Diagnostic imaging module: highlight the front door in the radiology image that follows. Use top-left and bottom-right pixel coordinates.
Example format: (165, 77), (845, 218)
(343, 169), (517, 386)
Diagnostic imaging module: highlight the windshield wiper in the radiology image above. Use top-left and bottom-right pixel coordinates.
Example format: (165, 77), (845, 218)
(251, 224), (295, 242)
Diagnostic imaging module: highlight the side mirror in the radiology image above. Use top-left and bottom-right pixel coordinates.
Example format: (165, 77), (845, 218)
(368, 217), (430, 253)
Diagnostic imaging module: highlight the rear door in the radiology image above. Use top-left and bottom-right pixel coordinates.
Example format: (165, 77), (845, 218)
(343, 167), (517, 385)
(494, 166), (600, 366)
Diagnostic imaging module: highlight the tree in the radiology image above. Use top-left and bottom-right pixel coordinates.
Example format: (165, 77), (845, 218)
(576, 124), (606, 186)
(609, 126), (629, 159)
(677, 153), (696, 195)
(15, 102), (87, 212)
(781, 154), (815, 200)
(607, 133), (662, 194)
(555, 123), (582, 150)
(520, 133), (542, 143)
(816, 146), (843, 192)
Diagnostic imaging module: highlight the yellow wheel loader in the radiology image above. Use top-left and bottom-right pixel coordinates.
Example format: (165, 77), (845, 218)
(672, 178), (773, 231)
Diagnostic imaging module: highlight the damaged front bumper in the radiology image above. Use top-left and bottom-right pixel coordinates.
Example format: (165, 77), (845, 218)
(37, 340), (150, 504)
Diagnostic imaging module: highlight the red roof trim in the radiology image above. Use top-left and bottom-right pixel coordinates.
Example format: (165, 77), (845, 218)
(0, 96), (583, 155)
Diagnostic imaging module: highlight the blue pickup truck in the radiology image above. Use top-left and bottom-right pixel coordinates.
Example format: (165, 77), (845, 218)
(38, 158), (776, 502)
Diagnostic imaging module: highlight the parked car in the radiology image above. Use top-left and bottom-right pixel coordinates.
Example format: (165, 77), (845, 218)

--

### Task directions
Please tally the lines above that contain "front" and report nothing but the total.

### Exercise result
2